*** Opening PROVIDED PASSAGE ***

No. 100% No. You can have both cams and pincers — or combinations of both — and have absolutely no issue with your hips. You can continue living your life without any worry.
That is because you need other ingredients in the pot to cause FAI hip pain.
Unfortunately, I feel, we tend to obsess over issues in our body’s structure. The problem here is, if you believe that the structure of the hip is the only issue that could cause FAI symptoms, it means the only solution is to surgically change that structure.
That is grossly oversimplifying the problem and using a sledgehammer treatment when a miniature hammer will do.
So, what causes Symptoms of Femoral Acetabular Impingement?
To get to a place where symptoms of femoral acetabular impingement become problematic you also need excessive loading and/or increased perceived threat.
Excessive loading is where you take the misshapen hip that does not have a huge range of motion, and continuously and repetitively load it at its end of range.
Traditionally the impingement is on the anterior and superior part of the hip joint (front and top). The movements that tend to load this area are hip flexion and internal rotation. This causes excessive antero-superior impingement of the ball on the socket and does not give the joint enough time to recover, get stronger and adapt to the load.
This, in turn, causes the tissues in this area to break down. Your brain will sense this threat to your bodily tissues and protect you by sending you pain signals, your FAI hip pain.
This is why athletes in sports that require repetitive end of range hip flexion and internal rotation get FAI more often. Think dancers and cyclists. The hip joint itself is not the problem, it’s the excessive end of range loading of a small part of that hip joint that’s causing the issue.
The third ingredient is “perceived threat”. Your brain has to perceive a threat for you to experience pain anywhere in the body. A perceived threat can be actual tissue damage or it can be repetitive loading of the tissues to a point the brain finds threatening/potentially injurious, like the loading we have discussed above. It can also be wider threats, not always directly related to your hip, for example: fear, anxiety, stress, depression, catastrophisation (fearing the worst) around the injury or in life in general.
If these thoughts are present, your brain is listening. These thought patterns are telling the brain something is wrong with you or in your life. The brain will perceive this as a threatening state and move to protect you with more FAI hip pain.
So, if we know that all of these three elements can play a part in femoral acetabular impingement, we do not have to look to change the morphology of the hip, we can just look at changing load or threat.
Load & Threat Management in FAI
You could decrease activities that need lots of hip flexion/internal rotation. It could be something as simple as raising your bicycle seat. You can look at movement patterns and change the way you move to offload that part of the hip.
Similarly, if you feel there are wider threats making you stressed or anxious, you can address these by simple education to lower threat levels and provide yourself an environment of perceived safety.
So take a hip with a lesser range of motion, add repetitive end-of-range loading/impingement and sprinkle on some fear or life stress and you have the perfect recipe for hip pain, symptoms of femoral acetabular impingement.
Now we’ve hopefully better answered the question ‘What is Femoral Acetabular Impingement?’, and possibly provided some food for thought and considerations to take into account alongside the surgical option!
Good article. I am a physio myself and suffer from FAI of my L hip due to years of playing hockey and a career in the Army. Surgery was suggested to me but I have decided to self manage through rehab. Through a series of targeted stretches and strength exs I have managed to continue playing hockey with minimal pain. I became very interested in the pelvic/hip dynamics and have been having physio with a WH specialist. She has been internally releasing my hip rotators/pelvic stabilisers which dramatically helps my AROM. I think it’s an area that could be explored further, especially in women who get hip pain in sport.

*** Closing PROVIDED PASSAGE ***
*** Opening DATA EXTRACT ***

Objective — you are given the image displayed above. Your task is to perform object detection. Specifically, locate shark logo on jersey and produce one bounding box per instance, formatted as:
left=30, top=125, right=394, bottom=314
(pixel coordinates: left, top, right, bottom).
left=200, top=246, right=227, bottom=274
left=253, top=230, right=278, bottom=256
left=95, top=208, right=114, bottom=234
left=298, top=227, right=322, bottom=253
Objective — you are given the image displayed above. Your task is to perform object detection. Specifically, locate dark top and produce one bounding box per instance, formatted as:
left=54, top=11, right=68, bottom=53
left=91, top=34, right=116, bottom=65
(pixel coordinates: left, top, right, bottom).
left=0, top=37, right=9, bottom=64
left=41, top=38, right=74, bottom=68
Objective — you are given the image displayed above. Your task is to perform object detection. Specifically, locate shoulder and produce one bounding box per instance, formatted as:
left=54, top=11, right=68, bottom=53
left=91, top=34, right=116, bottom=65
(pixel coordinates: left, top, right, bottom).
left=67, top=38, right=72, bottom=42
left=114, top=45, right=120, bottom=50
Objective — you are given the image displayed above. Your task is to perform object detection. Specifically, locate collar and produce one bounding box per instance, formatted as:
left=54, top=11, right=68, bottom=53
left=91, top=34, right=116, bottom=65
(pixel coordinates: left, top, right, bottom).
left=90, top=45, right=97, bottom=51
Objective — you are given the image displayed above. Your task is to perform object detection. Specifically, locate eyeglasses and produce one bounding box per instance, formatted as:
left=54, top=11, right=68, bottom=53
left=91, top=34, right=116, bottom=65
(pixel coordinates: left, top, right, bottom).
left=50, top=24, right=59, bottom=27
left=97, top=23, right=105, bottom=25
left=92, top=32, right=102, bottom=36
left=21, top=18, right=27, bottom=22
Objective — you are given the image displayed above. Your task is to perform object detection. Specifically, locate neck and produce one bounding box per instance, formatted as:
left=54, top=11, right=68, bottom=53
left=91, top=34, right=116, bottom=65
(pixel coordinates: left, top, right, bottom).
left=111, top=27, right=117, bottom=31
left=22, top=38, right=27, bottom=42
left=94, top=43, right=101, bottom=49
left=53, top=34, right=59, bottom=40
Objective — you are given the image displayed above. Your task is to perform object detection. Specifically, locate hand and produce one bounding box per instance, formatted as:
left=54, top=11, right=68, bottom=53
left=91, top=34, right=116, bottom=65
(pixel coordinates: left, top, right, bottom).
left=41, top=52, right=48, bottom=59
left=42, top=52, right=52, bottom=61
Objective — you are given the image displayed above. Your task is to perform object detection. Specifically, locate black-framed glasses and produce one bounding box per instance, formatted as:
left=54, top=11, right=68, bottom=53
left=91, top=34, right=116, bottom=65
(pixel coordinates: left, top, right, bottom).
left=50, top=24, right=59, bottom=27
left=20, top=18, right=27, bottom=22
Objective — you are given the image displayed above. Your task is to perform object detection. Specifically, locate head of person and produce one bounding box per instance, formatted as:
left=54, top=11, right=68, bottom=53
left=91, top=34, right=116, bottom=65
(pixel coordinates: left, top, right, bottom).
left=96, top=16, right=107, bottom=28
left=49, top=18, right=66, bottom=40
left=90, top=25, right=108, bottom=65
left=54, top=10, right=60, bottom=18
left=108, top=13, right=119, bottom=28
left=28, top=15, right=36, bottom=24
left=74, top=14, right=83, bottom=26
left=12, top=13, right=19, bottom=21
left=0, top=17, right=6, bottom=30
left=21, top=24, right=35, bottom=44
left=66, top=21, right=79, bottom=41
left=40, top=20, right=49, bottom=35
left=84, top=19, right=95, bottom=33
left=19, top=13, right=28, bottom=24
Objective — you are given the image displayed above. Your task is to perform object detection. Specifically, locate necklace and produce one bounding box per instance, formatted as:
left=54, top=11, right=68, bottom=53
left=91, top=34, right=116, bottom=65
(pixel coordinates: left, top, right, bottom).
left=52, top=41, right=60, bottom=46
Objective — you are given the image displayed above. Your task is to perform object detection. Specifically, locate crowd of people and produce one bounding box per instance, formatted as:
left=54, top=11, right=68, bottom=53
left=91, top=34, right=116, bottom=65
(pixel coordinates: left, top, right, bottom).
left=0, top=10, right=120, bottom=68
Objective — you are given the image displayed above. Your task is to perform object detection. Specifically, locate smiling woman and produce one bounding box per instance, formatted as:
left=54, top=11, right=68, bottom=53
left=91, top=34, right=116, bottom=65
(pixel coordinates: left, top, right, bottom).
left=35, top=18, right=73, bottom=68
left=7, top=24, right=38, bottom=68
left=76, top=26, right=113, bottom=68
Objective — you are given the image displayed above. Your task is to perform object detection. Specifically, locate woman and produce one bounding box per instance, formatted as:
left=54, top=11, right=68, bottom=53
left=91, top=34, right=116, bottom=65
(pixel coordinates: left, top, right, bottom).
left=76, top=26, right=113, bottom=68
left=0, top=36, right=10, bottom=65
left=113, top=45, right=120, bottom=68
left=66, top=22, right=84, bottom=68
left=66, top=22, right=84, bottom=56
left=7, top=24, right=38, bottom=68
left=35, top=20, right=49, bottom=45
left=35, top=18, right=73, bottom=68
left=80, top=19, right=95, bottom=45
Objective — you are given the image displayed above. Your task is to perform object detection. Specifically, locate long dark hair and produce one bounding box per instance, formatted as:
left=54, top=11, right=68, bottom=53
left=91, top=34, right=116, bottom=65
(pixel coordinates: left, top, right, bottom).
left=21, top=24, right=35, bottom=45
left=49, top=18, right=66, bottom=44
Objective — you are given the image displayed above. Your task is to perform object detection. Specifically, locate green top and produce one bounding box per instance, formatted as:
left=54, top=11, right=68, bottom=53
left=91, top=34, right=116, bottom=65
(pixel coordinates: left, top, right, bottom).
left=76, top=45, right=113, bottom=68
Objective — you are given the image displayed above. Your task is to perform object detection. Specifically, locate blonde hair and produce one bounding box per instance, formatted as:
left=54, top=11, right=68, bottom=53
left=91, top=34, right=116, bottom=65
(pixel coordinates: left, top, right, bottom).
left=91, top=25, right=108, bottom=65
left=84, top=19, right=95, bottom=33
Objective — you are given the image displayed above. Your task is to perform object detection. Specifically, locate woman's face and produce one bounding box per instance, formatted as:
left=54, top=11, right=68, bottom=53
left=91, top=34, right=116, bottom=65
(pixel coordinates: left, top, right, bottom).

*** Closing DATA EXTRACT ***

TASK DETAILS> Repeat the text on hip impingement word for word, between "Unfortunately, I feel, we" and "hammer will do.", inclusive.

SOLUTION FOR THIS PROBLEM>
Unfortunately, I feel, we tend to obsess over issues in our body’s structure. The problem here is, if you believe that the structure of the hip is the only issue that could cause FAI symptoms, it means the only solution is to surgically change that structure.
That is grossly oversimplifying the problem and using a sledgehammer treatment when a miniature hammer will do.